▸ **Your goal**:
Please repeat the data exactly. Any picture in it stays out.

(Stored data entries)
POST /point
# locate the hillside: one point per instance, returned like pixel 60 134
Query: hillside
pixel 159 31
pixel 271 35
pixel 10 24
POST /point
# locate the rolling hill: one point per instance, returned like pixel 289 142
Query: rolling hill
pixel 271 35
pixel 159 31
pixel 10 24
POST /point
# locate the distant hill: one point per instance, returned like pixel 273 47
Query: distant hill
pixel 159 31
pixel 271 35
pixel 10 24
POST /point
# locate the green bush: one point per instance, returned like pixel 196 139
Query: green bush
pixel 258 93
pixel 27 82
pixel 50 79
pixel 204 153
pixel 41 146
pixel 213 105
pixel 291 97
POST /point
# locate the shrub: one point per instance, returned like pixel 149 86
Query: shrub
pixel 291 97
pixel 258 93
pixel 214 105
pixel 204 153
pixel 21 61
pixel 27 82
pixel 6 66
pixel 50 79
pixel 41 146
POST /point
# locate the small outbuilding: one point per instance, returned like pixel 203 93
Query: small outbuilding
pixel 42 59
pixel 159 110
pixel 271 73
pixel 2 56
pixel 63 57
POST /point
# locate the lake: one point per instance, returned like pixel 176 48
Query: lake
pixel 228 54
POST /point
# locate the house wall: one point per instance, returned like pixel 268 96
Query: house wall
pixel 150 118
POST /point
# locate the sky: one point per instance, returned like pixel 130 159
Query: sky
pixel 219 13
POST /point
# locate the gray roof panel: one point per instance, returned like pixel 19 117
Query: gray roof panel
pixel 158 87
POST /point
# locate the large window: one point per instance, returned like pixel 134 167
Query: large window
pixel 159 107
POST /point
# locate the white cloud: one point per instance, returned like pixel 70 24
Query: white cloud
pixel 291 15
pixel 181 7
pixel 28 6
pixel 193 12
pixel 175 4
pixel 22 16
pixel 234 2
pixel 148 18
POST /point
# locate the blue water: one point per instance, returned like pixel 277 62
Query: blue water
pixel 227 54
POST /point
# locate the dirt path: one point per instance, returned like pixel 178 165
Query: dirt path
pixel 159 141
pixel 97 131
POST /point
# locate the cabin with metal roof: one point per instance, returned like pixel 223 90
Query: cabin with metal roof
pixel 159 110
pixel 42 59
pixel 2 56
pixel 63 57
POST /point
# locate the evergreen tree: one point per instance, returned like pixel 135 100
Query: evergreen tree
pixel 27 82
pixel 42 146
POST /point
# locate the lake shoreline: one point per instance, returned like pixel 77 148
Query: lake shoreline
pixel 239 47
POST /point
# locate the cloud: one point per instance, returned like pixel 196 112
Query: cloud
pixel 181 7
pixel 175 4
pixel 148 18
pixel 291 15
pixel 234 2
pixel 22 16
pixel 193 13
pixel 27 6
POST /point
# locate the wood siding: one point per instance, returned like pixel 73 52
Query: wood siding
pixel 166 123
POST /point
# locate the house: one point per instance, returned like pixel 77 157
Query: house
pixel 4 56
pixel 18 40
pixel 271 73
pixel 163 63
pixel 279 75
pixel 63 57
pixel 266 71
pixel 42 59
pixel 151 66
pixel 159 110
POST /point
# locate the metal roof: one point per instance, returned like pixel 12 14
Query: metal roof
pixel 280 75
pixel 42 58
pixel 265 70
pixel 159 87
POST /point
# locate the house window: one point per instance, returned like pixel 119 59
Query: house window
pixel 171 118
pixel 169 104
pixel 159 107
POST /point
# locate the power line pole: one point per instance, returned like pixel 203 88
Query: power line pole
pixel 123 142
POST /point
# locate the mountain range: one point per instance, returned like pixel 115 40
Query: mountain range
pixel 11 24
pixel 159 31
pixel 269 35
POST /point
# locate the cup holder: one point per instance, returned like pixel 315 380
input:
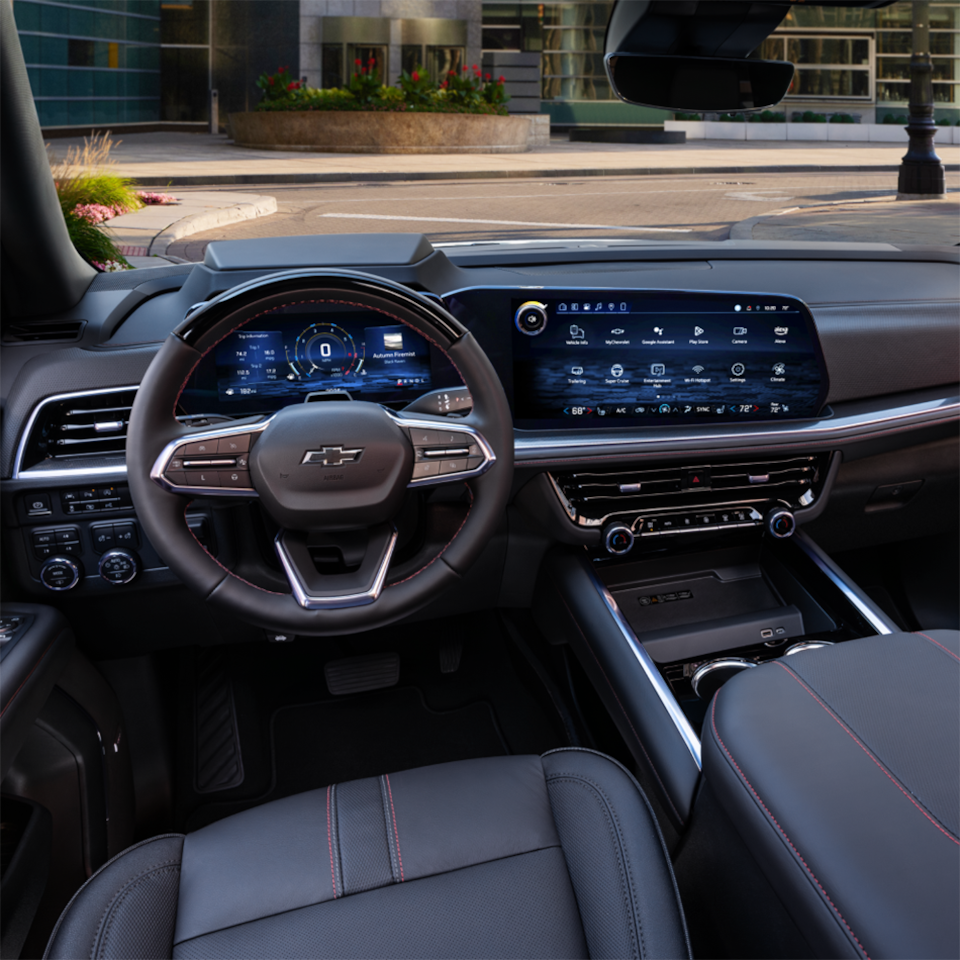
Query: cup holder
pixel 710 677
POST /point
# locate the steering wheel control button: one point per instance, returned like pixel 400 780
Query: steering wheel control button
pixel 236 478
pixel 531 318
pixel 118 567
pixel 60 573
pixel 428 468
pixel 234 445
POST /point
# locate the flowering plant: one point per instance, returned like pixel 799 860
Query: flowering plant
pixel 279 85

▸ **Response area**:
POST /point
# locate the hillside: one point per instance, returned like pixel 60 134
Query: hillside
pixel 159 31
pixel 271 35
pixel 10 24
POST /point
# locate the rolling hill: one point per instance, returned like pixel 289 142
Query: rolling hill
pixel 271 35
pixel 159 31
pixel 10 24
POST /point
# locate the distant hill: one point per instance, returned like pixel 273 47
Query: distant hill
pixel 159 31
pixel 271 35
pixel 10 24
POST /point
# locate the green bush: one point per instance, returned like pixel 196 139
Query: green bush
pixel 258 93
pixel 27 82
pixel 50 79
pixel 204 153
pixel 41 146
pixel 213 105
pixel 291 97
POST /point
# locate the shrub: one point per instance, returned like pixel 149 86
Query: shrub
pixel 291 97
pixel 258 93
pixel 214 105
pixel 204 153
pixel 21 61
pixel 27 82
pixel 6 66
pixel 50 79
pixel 41 146
POST /point
# locate the small outbuilding: one point per instance, returned like pixel 203 93
Query: small outbuilding
pixel 42 59
pixel 159 110
pixel 271 73
pixel 2 56
pixel 63 57
POST /point
# locate the lake: one point per instance, returned like pixel 176 48
Query: lake
pixel 228 54
POST /point
# locate the house wall: one point per instance, returned like pixel 268 96
Query: house wall
pixel 150 118
POST /point
# locate the sky: one point per instance, returned like pixel 130 159
Query: sky
pixel 219 13
POST /point
# locate the gray roof panel: one point per instance, returned like pixel 19 117
Query: gray roof panel
pixel 158 87
POST /point
# locate the large window: one point per instance, returned like pixel 134 167
Query: large window
pixel 159 107
POST /point
# locate the white cloud: one point per instance, returned like pixel 70 24
Query: white cloud
pixel 291 15
pixel 181 7
pixel 28 6
pixel 193 12
pixel 175 4
pixel 22 16
pixel 234 2
pixel 148 18
POST /point
# locate the blue water: one point per instance, returned like pixel 277 62
Query: blue water
pixel 227 54
POST /point
# locate the dirt path: one point per instance, returned like pixel 178 165
Query: dirt path
pixel 159 141
pixel 97 131
POST /point
# locate the cabin with metal roof: one point per instance, returned like pixel 223 90
Query: cabin with metal roof
pixel 159 110
pixel 42 59
pixel 2 56
pixel 63 57
POST /point
# locate the evergreen tree: one point per instance, returned like pixel 135 100
Query: evergreen tree
pixel 27 82
pixel 42 146
POST /point
# locate the lake shoreline: one point per instance, returned like pixel 77 148
Query: lake shoreline
pixel 239 47
POST /point
# locate the cloud: one point per instance, returned like pixel 196 112
Query: cloud
pixel 181 7
pixel 175 4
pixel 148 18
pixel 291 15
pixel 234 2
pixel 22 16
pixel 193 13
pixel 27 6
POST /point
# locate the wood siding: one point per instance, returned like pixel 73 52
Query: wood siding
pixel 166 123
POST /point
# locate the house: one point per instance, returned like pixel 77 157
Query: house
pixel 4 56
pixel 18 40
pixel 271 73
pixel 163 63
pixel 279 75
pixel 63 57
pixel 266 71
pixel 42 59
pixel 151 66
pixel 159 110
POST /point
# locate the metal roof: one point per instance, returned like pixel 12 14
Query: metal roof
pixel 280 75
pixel 42 58
pixel 265 70
pixel 159 87
POST /point
# locate the house window: one point per instance, returned like pixel 119 59
Query: house window
pixel 171 118
pixel 169 104
pixel 159 107
POST /point
# locate the power line pole: one point per instance, returned like pixel 203 88
Query: power line pole
pixel 123 142
POST /point
# locate the mountain range: one point per instance, returned like pixel 115 40
Query: mountain range
pixel 11 24
pixel 159 31
pixel 269 35
POST /point
# locate the cup holder: one point per instance, returned like pixel 315 380
input:
Query: cup holder
pixel 710 677
POST /point
# locate the steering wheel control button: one point per instance, returned like pixel 400 780
Query: steering wheel control button
pixel 236 478
pixel 531 318
pixel 118 567
pixel 60 573
pixel 428 468
pixel 234 445
POST /point
# locate the flowering plant: one point per instance, returned like pixel 799 860
Query: flowering plant
pixel 279 85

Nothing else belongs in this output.